Task prompt >> In the records below, locate the line containing "[locate] white cylindrical"; output that line and every following line through the last, exactly.
== Records provided ==
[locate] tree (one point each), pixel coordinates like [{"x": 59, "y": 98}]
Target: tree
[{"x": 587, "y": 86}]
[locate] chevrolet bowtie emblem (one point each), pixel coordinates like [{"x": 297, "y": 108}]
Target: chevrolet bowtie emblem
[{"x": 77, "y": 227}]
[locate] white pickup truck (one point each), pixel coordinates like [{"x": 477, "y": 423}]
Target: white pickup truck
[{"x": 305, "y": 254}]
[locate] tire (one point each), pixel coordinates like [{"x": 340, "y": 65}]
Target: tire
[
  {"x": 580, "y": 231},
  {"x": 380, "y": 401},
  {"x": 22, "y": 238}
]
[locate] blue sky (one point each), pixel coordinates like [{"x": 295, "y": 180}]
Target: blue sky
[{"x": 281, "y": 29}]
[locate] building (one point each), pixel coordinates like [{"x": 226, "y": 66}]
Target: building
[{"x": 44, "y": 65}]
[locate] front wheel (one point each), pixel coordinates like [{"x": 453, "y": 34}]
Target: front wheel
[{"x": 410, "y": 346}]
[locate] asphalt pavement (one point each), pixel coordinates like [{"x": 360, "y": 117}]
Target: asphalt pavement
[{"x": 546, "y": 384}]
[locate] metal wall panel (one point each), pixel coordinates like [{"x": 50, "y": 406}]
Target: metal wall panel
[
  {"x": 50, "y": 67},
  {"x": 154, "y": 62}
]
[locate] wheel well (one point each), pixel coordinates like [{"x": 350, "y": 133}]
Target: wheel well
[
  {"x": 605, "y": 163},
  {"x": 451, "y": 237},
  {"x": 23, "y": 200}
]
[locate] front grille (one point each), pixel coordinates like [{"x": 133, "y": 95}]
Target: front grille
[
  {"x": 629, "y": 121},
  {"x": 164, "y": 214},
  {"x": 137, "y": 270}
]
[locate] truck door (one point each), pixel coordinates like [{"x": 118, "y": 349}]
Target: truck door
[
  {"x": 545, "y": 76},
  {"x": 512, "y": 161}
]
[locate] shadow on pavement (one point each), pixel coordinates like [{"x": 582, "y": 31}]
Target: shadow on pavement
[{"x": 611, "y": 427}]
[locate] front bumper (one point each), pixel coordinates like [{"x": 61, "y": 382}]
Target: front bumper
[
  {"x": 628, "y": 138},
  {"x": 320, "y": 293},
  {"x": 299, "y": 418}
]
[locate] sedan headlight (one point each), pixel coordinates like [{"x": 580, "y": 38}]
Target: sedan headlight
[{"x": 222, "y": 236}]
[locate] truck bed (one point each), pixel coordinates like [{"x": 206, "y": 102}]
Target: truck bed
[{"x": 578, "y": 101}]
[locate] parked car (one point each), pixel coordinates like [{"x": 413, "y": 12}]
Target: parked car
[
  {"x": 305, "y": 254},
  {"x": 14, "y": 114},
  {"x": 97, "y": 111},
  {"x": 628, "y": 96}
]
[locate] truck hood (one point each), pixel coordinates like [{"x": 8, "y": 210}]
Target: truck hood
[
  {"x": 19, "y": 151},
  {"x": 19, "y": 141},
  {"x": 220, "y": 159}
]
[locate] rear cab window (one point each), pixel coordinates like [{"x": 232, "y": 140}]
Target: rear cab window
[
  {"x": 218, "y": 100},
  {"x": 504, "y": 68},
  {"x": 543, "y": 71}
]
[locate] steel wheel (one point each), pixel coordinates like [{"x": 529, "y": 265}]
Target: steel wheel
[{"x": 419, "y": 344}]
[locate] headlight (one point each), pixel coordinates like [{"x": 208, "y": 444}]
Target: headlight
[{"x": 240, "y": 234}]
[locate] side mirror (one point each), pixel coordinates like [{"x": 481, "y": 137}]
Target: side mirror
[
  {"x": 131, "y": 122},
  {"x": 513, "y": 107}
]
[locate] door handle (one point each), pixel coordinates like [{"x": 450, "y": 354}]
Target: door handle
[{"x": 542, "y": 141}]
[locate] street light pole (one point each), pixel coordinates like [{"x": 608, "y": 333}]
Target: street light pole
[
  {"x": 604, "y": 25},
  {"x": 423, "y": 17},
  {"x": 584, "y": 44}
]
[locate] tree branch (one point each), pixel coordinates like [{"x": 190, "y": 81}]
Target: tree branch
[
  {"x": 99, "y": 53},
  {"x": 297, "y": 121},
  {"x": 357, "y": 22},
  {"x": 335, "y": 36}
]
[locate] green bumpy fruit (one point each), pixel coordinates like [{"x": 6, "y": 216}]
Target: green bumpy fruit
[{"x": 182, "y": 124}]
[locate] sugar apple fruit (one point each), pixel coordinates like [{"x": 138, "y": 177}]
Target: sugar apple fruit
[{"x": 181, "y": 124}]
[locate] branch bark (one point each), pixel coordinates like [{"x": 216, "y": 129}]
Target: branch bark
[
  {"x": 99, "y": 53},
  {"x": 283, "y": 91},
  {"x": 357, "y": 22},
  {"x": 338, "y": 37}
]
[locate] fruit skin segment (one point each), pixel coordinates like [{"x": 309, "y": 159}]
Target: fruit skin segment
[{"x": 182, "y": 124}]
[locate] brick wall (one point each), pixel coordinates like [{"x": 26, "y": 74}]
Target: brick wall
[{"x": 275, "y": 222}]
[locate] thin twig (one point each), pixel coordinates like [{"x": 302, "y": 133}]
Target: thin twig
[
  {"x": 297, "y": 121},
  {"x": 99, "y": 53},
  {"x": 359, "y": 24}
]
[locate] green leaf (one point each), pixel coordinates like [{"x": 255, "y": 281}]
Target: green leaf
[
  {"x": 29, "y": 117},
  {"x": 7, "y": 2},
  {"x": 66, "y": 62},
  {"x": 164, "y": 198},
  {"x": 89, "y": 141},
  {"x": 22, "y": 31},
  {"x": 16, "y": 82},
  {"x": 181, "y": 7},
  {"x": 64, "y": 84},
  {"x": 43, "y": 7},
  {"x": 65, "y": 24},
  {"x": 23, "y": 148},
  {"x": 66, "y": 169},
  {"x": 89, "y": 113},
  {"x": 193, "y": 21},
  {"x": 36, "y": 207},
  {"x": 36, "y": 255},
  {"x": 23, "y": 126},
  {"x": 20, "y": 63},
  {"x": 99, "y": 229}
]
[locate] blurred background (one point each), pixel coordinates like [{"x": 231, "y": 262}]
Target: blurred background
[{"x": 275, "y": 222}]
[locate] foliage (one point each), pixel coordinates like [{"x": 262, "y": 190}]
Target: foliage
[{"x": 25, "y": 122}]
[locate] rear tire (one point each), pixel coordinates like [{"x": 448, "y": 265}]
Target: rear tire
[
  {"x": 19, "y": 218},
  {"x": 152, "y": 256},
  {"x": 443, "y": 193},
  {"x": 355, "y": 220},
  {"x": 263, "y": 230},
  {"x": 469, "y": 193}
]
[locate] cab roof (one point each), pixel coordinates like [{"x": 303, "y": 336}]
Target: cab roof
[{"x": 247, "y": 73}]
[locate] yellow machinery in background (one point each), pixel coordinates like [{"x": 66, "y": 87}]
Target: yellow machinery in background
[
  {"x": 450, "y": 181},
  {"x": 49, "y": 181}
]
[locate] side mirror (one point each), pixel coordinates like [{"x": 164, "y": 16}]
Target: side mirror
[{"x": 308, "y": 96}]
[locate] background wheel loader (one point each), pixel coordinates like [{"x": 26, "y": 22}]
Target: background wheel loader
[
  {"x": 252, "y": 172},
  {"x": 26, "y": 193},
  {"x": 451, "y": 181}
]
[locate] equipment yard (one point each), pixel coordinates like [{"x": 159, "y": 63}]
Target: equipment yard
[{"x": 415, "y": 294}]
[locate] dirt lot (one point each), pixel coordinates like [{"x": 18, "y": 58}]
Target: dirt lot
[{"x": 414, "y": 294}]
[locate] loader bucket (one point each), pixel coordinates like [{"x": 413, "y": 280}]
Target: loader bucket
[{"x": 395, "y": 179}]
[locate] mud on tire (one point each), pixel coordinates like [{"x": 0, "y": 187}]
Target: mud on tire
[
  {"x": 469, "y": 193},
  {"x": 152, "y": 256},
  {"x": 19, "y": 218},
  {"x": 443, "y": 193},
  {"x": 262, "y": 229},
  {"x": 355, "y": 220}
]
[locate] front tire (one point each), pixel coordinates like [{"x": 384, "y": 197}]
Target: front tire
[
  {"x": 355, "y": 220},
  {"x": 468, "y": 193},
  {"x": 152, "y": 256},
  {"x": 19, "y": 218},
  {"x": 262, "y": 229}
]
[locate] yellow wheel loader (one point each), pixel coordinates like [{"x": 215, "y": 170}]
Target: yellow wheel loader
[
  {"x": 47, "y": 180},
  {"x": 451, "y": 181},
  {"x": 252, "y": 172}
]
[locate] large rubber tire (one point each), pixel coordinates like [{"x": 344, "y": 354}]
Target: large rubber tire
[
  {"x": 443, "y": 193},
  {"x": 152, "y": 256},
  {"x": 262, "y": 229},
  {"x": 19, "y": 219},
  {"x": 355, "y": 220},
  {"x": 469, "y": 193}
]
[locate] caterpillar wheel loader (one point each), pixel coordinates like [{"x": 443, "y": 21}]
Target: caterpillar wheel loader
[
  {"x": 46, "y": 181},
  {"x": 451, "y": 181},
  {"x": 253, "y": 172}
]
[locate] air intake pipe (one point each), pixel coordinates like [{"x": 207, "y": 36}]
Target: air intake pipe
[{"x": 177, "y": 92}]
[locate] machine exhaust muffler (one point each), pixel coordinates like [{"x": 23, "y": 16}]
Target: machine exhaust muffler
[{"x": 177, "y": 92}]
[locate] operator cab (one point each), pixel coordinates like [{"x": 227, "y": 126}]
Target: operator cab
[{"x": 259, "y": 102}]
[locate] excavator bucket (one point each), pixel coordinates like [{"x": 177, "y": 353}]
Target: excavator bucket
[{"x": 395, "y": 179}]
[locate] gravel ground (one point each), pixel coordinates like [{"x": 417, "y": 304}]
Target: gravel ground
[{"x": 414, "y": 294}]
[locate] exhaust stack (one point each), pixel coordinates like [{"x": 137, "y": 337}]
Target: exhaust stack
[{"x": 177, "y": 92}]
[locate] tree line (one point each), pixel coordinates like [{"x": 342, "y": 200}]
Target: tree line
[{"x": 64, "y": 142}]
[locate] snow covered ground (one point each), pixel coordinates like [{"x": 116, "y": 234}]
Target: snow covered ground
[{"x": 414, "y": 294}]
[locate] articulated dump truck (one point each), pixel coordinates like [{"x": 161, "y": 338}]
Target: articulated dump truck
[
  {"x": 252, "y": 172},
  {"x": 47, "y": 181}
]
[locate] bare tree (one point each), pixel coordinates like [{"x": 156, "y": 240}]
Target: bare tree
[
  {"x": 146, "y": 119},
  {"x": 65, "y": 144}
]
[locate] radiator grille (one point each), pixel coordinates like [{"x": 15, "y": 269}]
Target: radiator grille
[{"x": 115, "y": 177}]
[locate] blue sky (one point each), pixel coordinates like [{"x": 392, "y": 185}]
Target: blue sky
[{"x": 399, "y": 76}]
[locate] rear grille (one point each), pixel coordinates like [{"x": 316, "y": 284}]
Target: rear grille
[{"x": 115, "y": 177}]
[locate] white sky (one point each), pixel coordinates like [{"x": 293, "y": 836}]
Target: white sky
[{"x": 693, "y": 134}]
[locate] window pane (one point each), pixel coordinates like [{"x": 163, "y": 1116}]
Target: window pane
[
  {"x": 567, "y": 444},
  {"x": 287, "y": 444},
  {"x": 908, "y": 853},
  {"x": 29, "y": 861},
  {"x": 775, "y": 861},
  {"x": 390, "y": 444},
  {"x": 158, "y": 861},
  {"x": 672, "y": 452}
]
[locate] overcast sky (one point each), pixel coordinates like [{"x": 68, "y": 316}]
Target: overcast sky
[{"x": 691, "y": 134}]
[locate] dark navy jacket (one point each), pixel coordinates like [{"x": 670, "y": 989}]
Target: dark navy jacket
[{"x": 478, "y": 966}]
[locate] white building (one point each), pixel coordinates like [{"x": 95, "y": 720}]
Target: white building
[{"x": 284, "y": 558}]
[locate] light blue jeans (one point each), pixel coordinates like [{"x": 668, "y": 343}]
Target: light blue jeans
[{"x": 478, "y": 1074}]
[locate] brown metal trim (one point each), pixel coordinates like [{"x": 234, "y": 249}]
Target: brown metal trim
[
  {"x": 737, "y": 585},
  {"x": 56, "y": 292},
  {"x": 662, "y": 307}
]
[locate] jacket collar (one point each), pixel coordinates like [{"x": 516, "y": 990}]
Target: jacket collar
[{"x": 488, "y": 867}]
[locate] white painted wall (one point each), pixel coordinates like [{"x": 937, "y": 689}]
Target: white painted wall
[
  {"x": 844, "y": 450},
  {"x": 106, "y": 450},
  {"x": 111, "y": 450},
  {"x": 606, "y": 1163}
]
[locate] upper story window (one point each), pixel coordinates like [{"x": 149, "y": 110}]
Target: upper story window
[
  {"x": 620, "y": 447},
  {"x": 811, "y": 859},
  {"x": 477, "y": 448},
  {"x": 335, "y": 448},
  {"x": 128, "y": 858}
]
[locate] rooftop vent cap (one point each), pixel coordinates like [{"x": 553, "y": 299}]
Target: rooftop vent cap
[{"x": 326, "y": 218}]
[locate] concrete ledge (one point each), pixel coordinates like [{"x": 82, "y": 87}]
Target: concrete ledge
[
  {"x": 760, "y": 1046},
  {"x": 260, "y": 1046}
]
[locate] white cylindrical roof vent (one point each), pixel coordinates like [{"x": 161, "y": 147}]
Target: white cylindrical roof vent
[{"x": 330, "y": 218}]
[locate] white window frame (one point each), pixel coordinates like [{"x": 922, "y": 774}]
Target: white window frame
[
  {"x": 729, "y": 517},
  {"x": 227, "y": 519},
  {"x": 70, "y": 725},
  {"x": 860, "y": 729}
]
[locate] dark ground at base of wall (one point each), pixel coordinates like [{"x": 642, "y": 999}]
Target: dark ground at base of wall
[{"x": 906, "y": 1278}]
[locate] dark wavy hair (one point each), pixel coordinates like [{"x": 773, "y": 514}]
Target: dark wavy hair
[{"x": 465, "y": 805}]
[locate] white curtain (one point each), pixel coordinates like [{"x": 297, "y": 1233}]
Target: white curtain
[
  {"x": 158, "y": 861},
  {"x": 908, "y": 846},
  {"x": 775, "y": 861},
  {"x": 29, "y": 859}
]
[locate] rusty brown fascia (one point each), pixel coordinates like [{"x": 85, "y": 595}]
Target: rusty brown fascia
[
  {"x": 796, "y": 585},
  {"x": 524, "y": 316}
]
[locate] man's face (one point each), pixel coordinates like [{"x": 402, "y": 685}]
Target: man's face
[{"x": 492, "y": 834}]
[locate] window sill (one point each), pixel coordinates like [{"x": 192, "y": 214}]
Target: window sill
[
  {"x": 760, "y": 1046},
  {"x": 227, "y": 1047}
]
===
Task output >>
[locate] white cylindrical roof vent (one point each), pixel coordinates like [{"x": 161, "y": 147}]
Target: white cylindrical roof vent
[{"x": 330, "y": 218}]
[locate] white window frame (one point each), pixel coordinates like [{"x": 922, "y": 774}]
Target: white window frame
[
  {"x": 729, "y": 517},
  {"x": 227, "y": 519},
  {"x": 70, "y": 725},
  {"x": 860, "y": 729}
]
[locate] dark ground at base of wall (one point each), pixel coordinates like [{"x": 642, "y": 999}]
Target: dark ground at base of wall
[{"x": 906, "y": 1278}]
[locate] dark wavy hair (one point each), pixel coordinates like [{"x": 773, "y": 514}]
Target: dark wavy hair
[{"x": 465, "y": 805}]
[locate] white curtain (one point each), pixel coordinates like [{"x": 297, "y": 1233}]
Target: white curtain
[
  {"x": 158, "y": 861},
  {"x": 908, "y": 846},
  {"x": 775, "y": 861},
  {"x": 29, "y": 859}
]
[locate] rusty brown fascia (one point each), pixel coordinates like [{"x": 85, "y": 595}]
Target: rusty brown fascia
[
  {"x": 796, "y": 585},
  {"x": 524, "y": 316}
]
[locate] man's face (one point each), pixel coordinates like [{"x": 402, "y": 685}]
Target: man's face
[{"x": 492, "y": 834}]
[locate] window sill (one point each), pixel coordinates like [{"x": 192, "y": 214}]
Target: window sill
[
  {"x": 760, "y": 1046},
  {"x": 227, "y": 1047}
]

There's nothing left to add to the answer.